Of course, the Dept. of Ed. adds other restrictions such as the person had to be eligible for federal money, so cash paying students who had not applied for assistance and students on the verge of flunking out are treated essentially as pariahs and do not receive assistance regardless of their costs.
Then we get to the other half of the allocated grant funds, as other strings come down from the government restricting how that money may be used.
Strangely, it cannot be used to compensate the school for lost revenues or lost profits due to the virus as the schools were initially lead to believe. This means that the losses suffered by the schools will not be compensated, which almost entirely falls upon the proprietary trade schools as the “lock-downs” occurred towards the end of the spring semester after the traditional colleges had already received their tuition, room and board monies for the semester.
In fact, many students were kicked out of their dorms by the universities even though they had already paid for meal plans and student housing and were left stranded, sometimes even struggling to get home. I mean eventually they may get compensated through the aforementioned grant for their inconvenience but at the time they were simply turned out by the educational institutions.
What, you may well ask, could that allocated, and potentially lucrative, grant money be spent upon by the schools who were enticed by the promise of federal compensation? Well, only such extra expenses as that institution incurs or chooses to spend in providing for distance education for those students affected by the Wuhan.
Which brings us to the crux of this post, the sudden enamoring of schools and colleges to “provide” for their students distance education rather than in-class education to see them through these troubling times.
Now you may begin to understand one aspect of the reluctance of schools to return to the traditional classroom settings. Without expenditures upon “distance education” they do not receive that grant money dangled before them by the federal government.
Schools want to spend that money setting up systems, processes, programs, and personnel to compete in the distance learning race with other schools to grab a bigger share of the educational dollars now while that move is being fully subsidized by the federal government. Many of them having already decided that teleconferencing classrooms and distance education were the wave of the future even before the government panicked over the flu.
On the Dept. of Ed.’s part, unlike the normal zero-base-line annual budgeting if this money is not spent during the fiscal year it does not affect their next year’s budget. Thus there is not the traditional incentive of spending all of the money allocated to them just to ensure that they get more next year.
Turning our attention back to those institutions which are more likely to be for-profit, privately owned businesses, the trade schools, we see that the very notion of “distance education” is essentially an anathema to their business model.
How does one teach someone to lay brick with a video if you cannot see the wall the student is constructing but by remote? How does one evaluate the quality of the souffle the aspiring chef prepared without the ability to smell and taste the product? How can a teacher check the evenness of a haircut from a barber or beautician remotely? And do we really want our truck drivers consulting how to videos while they are learning to drive an eighteen wheeler?
I suspect that most people have not really considered what is pushing institutions to want to educate by remote control, but as with all government programs, follow the money. See who is favored and who is harmed, other than the shortchanging of the students. (They aren’t important because they were not the ones paying the money anyway.) Are this consequences unintended, or are they by design?

◆ ◆ ◆ ◆ ◆

Task to complete >> Condense the paragraph of the post on federal school grants that begins "Strangely, it cannot be used" into two sentences, keeping its main facts.

Dataset section >>
◆ ◆ ◆ ◆ ◆

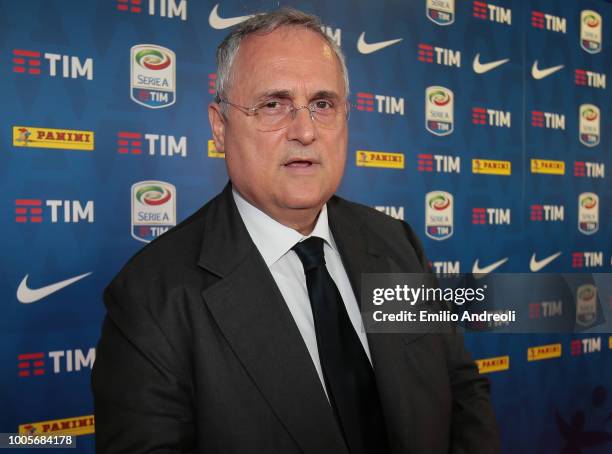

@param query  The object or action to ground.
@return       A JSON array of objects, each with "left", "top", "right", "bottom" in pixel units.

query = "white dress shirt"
[{"left": 232, "top": 190, "right": 372, "bottom": 393}]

◆ ◆ ◆ ◆ ◆

Output >> Contrary to what schools were first led to believe, the grant money cannot make up for revenue or profits lost to the virus, so those losses go uncompensated. They fall almost entirely on proprietary trade schools, because the "lock-downs" came near the end of the spring semester, after traditional colleges had already collected that semester's tuition, room and board.